[STORED DATA]

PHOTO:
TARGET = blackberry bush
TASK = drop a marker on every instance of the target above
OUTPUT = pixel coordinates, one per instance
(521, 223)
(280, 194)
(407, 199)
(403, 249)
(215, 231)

[STATED GOAL] Reproduce every item above word for word, without changing a single character.

[FULL RESPONSE]
PHOTO:
TARGET = blackberry bush
TASK = drop a marker on every instance of the target above
OUTPUT = pixel coordinates, one per instance
(521, 223)
(280, 194)
(407, 199)
(403, 249)
(215, 231)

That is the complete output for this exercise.